▶ **ACTION ITEM**:
For each entry, restate it word for word while omitting any image it holds.

▶ **SUPPLIED RECORDS**:
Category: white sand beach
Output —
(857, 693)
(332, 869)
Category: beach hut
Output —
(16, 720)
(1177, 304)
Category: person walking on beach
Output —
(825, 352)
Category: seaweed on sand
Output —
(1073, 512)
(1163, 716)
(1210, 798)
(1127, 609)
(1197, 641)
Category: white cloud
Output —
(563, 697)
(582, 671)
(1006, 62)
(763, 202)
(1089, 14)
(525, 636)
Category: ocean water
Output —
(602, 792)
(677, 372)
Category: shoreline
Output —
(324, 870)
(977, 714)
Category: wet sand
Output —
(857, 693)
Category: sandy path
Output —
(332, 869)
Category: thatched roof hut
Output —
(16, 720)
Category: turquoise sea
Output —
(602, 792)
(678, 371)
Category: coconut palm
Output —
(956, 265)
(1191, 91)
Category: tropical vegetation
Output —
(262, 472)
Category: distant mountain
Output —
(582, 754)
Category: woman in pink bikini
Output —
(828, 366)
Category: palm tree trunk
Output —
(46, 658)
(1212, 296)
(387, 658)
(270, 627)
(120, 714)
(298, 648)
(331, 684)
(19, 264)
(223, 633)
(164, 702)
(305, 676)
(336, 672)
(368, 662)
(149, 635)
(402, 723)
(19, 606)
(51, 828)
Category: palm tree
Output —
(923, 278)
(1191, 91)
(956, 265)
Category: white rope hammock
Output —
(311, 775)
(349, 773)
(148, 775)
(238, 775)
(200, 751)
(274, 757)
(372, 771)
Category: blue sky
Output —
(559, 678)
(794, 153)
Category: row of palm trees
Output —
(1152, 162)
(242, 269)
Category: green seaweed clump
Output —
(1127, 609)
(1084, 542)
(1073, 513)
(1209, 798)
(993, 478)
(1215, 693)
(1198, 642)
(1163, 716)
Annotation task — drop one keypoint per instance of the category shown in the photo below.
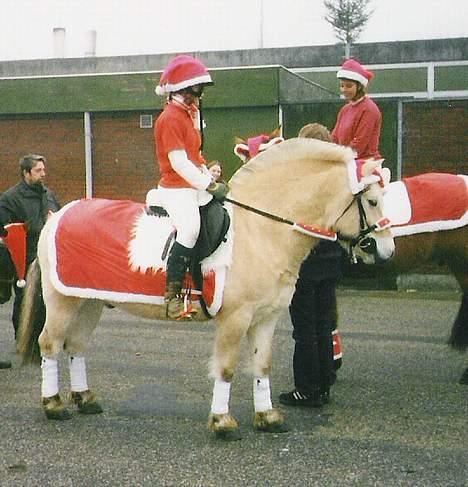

▶ **RESPONSE**:
Category: white sand beach
Output —
(857, 693)
(332, 869)
Category: beach hut
Output —
(16, 720)
(1177, 304)
Category: person walking on beach
Output —
(825, 352)
Category: seaweed on sand
Output —
(1073, 512)
(1163, 716)
(1210, 798)
(1127, 609)
(1197, 641)
Category: white cloud
Output —
(563, 697)
(582, 671)
(1006, 62)
(763, 202)
(1089, 14)
(525, 636)
Category: ocean water
Output —
(602, 792)
(677, 372)
Category: shoreline
Output —
(324, 870)
(977, 714)
Category: wet sand
Output —
(857, 693)
Category: sandy path
Output —
(332, 869)
Category: thatched roof hut
Output —
(16, 720)
Category: turquoise sea
Output —
(602, 792)
(678, 371)
Category: coconut palm
Output —
(956, 265)
(1191, 91)
Category: tropical vegetation
Output —
(262, 472)
Category: distant mountain
Output —
(582, 754)
Category: woman in pink bikini
Output —
(828, 366)
Category: palm tree trunk
Output —
(46, 658)
(1212, 296)
(387, 658)
(270, 627)
(120, 714)
(298, 648)
(331, 684)
(19, 264)
(223, 633)
(164, 702)
(305, 676)
(336, 672)
(368, 662)
(149, 635)
(402, 723)
(19, 606)
(51, 828)
Category: palm tree
Output —
(923, 278)
(1191, 91)
(956, 265)
Category: white rope hammock
Output —
(311, 775)
(349, 773)
(148, 775)
(238, 775)
(200, 751)
(274, 757)
(372, 771)
Category: blue sky
Output —
(559, 678)
(794, 153)
Category: row of palm trees
Output —
(1152, 162)
(242, 269)
Category: green seaweed clump
Output —
(1127, 609)
(1084, 542)
(1073, 513)
(1209, 798)
(993, 478)
(1215, 693)
(1198, 642)
(1163, 716)
Annotation task — drop one keypoint per instance of the category shown in the photo below.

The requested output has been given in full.